WHAT IS BEING ASKED
Copy the rows below word for word, starting at the line with "Point to the hwh" and continuing up to and including the line with "Point to the spectator".

SOURCE RECORDS
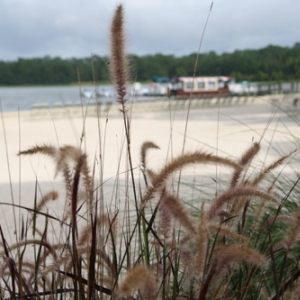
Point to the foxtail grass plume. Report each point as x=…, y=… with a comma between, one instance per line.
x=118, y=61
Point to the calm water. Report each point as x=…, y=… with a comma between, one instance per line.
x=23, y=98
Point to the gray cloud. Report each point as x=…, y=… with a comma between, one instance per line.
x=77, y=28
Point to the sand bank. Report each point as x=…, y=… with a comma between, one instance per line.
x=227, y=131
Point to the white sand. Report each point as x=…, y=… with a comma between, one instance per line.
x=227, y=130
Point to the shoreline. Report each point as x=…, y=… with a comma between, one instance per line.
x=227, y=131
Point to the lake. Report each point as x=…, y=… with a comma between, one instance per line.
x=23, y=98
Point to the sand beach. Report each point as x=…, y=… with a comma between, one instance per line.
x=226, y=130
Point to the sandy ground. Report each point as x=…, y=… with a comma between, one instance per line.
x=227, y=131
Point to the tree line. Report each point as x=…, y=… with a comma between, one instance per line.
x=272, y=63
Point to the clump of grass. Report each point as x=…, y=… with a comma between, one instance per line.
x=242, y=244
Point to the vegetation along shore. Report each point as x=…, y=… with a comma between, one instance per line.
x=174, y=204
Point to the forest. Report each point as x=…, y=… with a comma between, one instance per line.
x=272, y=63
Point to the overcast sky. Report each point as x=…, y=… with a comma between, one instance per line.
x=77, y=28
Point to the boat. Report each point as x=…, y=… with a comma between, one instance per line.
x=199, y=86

---

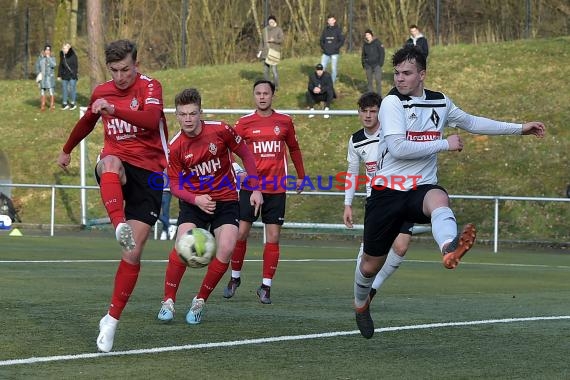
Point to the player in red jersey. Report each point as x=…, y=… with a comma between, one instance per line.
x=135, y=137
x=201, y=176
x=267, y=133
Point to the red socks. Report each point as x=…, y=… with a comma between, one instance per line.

---

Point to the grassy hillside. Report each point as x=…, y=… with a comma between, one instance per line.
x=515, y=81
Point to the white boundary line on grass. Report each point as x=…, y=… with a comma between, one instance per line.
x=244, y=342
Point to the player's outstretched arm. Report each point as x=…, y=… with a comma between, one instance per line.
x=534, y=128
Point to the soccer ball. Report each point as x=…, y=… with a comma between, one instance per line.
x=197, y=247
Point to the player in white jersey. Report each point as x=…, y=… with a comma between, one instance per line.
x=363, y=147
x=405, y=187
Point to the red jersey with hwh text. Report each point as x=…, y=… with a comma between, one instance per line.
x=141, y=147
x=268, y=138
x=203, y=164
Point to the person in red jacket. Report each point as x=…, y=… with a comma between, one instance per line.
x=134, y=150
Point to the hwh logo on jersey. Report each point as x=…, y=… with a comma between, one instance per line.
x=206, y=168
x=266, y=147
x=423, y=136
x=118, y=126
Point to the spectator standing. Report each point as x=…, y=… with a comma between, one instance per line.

OUTPUT OF THE TASK
Point to the hwh logo on jersey. Report each point as x=…, y=… with a comma between, one instance per line.
x=206, y=168
x=266, y=147
x=423, y=136
x=118, y=126
Point to the spectator standing. Report each point as x=…, y=… with a comma between, one instance per line.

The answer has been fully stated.